#### CEL ZADANIA:
Wypisz z poniższych danych każdy wiersz zawierający słowo „wooden”. Wielkość liter ma znaczenie.

#### DANE ŹRÓDŁOWE:
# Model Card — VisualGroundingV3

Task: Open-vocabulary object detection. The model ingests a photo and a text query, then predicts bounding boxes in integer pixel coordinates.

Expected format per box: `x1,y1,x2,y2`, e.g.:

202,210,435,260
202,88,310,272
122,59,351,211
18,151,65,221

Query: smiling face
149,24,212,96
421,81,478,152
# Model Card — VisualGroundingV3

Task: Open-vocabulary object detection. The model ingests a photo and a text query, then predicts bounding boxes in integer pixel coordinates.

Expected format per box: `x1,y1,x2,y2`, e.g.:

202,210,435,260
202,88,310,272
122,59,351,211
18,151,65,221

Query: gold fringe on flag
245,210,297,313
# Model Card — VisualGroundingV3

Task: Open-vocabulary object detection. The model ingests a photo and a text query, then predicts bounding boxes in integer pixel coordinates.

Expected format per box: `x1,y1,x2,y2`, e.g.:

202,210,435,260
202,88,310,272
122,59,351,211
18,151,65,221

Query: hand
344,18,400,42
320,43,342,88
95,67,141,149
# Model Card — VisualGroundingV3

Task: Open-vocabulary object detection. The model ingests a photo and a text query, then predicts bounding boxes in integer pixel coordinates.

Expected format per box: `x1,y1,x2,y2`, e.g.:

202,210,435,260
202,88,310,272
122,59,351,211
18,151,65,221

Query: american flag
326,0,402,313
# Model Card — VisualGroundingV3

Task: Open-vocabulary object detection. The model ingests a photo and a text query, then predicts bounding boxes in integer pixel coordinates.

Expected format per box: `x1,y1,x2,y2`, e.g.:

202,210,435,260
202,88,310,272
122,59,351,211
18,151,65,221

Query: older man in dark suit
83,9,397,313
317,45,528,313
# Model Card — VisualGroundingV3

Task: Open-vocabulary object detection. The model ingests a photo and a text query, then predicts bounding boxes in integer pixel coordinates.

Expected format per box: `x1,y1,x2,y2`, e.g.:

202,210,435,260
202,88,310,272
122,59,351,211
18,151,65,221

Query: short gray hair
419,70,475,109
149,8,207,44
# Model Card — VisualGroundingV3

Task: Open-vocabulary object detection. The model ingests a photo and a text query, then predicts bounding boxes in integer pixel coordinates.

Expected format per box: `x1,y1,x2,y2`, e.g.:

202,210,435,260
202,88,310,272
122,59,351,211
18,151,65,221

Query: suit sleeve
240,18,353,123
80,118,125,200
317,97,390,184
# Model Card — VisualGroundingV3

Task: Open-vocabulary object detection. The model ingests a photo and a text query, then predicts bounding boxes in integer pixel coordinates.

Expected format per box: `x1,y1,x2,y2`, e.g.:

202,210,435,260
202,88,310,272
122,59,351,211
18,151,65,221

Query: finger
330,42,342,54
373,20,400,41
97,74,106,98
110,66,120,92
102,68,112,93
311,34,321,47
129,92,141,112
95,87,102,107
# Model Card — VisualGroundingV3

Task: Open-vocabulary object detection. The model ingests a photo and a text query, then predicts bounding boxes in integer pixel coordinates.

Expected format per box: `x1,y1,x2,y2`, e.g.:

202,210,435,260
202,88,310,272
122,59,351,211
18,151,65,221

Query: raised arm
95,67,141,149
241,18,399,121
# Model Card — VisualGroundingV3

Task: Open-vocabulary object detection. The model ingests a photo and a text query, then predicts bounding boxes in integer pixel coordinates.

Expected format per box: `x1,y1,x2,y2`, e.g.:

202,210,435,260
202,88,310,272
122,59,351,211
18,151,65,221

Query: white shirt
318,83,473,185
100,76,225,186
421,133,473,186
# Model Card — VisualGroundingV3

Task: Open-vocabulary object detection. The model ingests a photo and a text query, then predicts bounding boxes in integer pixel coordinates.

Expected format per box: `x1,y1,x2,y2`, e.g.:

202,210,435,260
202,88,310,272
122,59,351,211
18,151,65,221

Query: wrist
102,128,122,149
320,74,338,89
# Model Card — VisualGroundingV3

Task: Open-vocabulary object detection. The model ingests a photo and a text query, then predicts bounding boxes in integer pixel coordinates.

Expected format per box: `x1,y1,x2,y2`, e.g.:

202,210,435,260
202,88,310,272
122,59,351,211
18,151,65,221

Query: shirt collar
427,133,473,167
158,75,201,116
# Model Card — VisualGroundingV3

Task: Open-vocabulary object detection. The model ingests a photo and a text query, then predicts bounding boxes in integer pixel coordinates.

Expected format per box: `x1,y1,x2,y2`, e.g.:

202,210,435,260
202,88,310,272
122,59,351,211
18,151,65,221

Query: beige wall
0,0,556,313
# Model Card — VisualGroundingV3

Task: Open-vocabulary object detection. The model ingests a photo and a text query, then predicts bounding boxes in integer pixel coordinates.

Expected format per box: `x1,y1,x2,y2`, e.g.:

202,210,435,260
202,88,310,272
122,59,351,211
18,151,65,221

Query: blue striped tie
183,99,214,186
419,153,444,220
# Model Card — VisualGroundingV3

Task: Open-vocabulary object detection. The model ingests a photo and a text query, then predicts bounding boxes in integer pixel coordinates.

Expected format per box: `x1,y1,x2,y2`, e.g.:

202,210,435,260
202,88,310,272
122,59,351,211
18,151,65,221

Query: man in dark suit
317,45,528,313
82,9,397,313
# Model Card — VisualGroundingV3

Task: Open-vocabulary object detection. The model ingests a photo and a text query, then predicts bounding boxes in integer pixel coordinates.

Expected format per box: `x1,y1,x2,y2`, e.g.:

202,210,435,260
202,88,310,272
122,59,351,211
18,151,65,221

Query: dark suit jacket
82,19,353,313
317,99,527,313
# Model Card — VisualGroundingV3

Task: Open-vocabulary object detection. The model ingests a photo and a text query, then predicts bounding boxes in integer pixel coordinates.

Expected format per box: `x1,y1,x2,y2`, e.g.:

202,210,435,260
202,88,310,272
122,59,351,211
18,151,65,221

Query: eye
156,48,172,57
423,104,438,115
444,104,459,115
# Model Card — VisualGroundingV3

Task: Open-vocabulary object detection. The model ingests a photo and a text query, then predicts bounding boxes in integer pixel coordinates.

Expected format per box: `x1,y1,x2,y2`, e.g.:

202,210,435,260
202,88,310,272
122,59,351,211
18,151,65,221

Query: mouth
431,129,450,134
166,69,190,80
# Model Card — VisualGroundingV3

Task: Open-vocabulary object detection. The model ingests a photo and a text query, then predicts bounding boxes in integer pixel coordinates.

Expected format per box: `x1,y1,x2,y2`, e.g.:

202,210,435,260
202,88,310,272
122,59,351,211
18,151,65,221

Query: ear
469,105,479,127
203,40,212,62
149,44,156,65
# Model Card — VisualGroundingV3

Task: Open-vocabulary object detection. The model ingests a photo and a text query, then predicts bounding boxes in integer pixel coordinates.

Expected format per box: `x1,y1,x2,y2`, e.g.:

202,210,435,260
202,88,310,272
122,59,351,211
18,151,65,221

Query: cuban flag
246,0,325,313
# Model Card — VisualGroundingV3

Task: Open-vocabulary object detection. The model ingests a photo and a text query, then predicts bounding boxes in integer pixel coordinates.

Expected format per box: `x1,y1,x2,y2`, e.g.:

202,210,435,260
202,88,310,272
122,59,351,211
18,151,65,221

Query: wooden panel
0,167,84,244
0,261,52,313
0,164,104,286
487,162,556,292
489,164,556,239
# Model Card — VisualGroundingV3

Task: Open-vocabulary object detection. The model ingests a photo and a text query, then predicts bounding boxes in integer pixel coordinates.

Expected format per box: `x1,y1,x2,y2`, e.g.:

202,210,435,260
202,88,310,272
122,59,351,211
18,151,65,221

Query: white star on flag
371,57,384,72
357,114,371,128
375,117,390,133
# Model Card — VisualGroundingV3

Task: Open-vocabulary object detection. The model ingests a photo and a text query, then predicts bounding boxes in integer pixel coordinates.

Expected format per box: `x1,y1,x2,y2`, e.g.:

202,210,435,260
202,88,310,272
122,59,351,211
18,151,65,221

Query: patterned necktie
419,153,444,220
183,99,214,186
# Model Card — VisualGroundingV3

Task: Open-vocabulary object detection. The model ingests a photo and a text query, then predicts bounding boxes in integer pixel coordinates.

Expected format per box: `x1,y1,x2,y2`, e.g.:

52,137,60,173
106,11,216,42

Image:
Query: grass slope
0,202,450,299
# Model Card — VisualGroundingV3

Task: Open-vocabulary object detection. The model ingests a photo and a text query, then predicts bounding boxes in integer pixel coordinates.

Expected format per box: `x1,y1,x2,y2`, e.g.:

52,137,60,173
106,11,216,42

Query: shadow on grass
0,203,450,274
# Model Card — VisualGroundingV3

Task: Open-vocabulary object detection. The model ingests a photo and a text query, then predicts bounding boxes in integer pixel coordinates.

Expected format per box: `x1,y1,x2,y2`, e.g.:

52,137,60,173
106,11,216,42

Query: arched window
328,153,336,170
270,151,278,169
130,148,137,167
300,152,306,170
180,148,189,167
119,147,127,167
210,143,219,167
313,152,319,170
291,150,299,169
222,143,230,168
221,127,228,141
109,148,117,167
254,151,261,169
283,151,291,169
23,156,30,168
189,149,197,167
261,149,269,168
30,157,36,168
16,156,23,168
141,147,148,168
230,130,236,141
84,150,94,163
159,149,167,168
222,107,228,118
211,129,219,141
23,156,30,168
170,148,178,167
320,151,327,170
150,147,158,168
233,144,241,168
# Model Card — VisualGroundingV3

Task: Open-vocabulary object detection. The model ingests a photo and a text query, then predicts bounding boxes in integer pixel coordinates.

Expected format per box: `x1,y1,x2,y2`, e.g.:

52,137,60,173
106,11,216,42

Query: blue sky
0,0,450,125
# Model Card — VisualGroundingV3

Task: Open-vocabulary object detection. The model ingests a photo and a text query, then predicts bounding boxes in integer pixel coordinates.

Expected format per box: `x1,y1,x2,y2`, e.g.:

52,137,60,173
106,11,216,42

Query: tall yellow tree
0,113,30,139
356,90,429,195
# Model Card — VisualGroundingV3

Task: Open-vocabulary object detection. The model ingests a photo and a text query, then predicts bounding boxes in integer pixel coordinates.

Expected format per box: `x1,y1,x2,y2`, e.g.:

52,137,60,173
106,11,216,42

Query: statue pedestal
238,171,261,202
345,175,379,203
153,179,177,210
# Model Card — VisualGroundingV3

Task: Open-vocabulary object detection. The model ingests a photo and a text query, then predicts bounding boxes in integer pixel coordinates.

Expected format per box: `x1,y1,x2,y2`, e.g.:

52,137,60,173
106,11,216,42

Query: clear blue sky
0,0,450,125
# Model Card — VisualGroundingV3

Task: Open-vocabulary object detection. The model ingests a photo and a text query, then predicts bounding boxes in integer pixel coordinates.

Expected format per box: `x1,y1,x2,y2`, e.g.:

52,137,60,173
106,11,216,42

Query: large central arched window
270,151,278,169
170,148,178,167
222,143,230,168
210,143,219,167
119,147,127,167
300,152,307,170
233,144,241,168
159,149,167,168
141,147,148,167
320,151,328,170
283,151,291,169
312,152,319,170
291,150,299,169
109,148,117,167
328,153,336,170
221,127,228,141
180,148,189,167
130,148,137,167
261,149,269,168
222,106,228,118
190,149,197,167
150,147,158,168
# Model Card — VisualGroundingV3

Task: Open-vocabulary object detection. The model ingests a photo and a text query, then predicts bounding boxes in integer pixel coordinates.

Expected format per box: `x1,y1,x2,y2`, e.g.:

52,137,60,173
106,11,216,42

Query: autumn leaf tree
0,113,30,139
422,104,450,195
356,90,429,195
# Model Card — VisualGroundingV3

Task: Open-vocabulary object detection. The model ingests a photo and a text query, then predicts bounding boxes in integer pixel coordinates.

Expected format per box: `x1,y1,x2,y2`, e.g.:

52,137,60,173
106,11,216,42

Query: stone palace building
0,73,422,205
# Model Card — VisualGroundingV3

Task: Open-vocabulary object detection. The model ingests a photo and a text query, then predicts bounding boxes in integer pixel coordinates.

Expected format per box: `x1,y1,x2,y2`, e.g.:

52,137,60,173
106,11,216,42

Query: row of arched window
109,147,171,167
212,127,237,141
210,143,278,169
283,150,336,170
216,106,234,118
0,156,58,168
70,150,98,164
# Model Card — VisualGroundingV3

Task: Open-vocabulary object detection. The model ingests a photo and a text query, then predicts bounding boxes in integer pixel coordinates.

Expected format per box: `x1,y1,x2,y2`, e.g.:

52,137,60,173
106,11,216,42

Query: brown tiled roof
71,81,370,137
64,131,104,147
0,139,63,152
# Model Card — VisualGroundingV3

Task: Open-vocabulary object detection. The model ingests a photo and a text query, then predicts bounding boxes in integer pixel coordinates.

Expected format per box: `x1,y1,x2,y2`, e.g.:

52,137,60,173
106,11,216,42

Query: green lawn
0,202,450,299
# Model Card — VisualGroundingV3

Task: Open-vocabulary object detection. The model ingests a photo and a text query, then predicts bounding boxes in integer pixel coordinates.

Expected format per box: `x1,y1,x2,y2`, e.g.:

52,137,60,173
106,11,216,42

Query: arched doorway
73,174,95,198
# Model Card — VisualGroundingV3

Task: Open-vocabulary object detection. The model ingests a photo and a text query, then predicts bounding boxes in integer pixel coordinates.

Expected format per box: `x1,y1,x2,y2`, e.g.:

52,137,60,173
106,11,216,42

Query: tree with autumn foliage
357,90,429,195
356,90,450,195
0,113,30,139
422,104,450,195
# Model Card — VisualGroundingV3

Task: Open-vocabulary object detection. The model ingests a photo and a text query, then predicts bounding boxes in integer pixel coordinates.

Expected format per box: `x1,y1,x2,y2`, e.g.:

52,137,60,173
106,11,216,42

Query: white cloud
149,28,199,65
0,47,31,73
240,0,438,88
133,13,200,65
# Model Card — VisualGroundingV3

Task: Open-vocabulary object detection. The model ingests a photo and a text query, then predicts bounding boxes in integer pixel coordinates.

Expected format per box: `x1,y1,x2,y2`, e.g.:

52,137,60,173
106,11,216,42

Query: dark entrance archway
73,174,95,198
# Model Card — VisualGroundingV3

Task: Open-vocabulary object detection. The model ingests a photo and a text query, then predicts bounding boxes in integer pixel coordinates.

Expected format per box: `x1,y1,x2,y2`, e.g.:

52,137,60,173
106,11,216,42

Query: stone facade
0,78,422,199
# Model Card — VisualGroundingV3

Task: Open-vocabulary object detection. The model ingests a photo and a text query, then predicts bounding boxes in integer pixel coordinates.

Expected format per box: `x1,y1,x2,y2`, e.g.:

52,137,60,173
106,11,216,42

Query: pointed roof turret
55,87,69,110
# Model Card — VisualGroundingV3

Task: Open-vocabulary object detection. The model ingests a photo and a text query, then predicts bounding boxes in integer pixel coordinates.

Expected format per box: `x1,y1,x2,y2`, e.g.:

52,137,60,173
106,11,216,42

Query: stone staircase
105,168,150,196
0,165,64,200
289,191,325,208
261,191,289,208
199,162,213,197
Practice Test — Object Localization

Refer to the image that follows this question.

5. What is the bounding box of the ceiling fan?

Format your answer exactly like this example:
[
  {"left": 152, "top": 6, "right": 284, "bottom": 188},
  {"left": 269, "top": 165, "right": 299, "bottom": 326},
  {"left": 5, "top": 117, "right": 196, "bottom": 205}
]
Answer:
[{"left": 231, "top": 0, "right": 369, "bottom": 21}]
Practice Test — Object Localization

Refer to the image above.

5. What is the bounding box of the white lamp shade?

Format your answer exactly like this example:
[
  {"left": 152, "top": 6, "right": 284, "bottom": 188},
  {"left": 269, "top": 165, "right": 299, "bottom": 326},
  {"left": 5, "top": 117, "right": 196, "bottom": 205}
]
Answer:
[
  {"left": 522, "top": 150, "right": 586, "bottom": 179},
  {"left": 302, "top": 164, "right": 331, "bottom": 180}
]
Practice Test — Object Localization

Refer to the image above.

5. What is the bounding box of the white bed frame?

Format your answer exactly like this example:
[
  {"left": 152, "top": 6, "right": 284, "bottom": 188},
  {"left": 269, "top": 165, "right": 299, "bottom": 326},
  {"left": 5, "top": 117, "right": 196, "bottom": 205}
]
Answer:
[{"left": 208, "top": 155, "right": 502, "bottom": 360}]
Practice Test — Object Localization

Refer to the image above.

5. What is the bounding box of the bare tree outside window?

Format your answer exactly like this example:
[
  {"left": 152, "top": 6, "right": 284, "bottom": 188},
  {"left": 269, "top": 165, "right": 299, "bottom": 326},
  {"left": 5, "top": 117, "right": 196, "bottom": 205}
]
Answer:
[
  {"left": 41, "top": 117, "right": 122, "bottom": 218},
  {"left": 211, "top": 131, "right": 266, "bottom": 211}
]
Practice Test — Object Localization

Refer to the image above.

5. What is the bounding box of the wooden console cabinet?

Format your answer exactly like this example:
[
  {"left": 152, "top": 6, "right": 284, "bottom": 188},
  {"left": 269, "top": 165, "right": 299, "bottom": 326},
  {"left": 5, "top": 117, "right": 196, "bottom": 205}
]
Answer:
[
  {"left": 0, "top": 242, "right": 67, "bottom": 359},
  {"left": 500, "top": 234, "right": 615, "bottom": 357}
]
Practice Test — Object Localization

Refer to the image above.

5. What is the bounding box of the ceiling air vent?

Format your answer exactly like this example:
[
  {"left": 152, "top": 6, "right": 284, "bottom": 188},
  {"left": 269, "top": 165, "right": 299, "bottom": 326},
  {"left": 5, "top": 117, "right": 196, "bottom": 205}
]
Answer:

#### ROZWIĄZANIE ZADANIA:
Query: wooden panel
5. What is the bounding box of the wooden console cabinet?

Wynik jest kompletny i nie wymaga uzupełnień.